# WHAT THIS TASK INVOLVES
When you reach the line that contains "Rings of one", begin copying exactly and continue through the last line below. Do not copy pictures.

++++ MATERIAL FOR THIS TASK ++++

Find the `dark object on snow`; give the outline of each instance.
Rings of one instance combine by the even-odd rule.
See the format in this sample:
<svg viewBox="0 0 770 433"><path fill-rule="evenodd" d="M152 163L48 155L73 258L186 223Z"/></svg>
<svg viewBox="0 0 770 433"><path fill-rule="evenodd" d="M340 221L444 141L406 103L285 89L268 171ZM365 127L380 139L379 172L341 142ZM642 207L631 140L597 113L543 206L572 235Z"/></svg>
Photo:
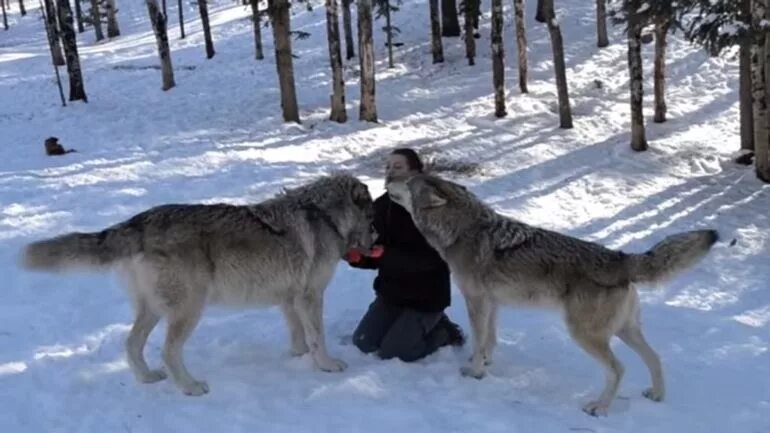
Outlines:
<svg viewBox="0 0 770 433"><path fill-rule="evenodd" d="M56 137L48 137L45 139L45 154L48 156L64 155L65 153L75 152L75 149L64 150L64 147L59 144L59 139Z"/></svg>
<svg viewBox="0 0 770 433"><path fill-rule="evenodd" d="M743 155L735 158L736 164L751 165L754 163L754 152L746 152Z"/></svg>
<svg viewBox="0 0 770 433"><path fill-rule="evenodd" d="M643 44L649 44L654 39L655 39L655 35L652 32L650 32L650 33L642 33L642 43Z"/></svg>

++++

# EXPECTED ANSWER
Rings of one instance combine by the even-odd rule.
See the format in this sample:
<svg viewBox="0 0 770 433"><path fill-rule="evenodd" d="M152 163L48 155L73 258L186 223Z"/></svg>
<svg viewBox="0 0 770 433"><path fill-rule="evenodd" d="M340 221L444 141L406 103L285 89L268 171ZM365 127L380 139L379 172L341 142ZM642 207L631 140L597 113L543 206L572 235Z"/></svg>
Photo:
Outlines:
<svg viewBox="0 0 770 433"><path fill-rule="evenodd" d="M56 137L48 137L45 139L45 154L48 156L64 155L65 153L75 152L75 149L64 150L64 147L59 144L59 139Z"/></svg>
<svg viewBox="0 0 770 433"><path fill-rule="evenodd" d="M743 155L735 158L736 164L751 165L754 163L754 152L746 152Z"/></svg>
<svg viewBox="0 0 770 433"><path fill-rule="evenodd" d="M643 44L649 44L654 39L655 39L655 35L652 32L650 32L650 33L642 33L642 43Z"/></svg>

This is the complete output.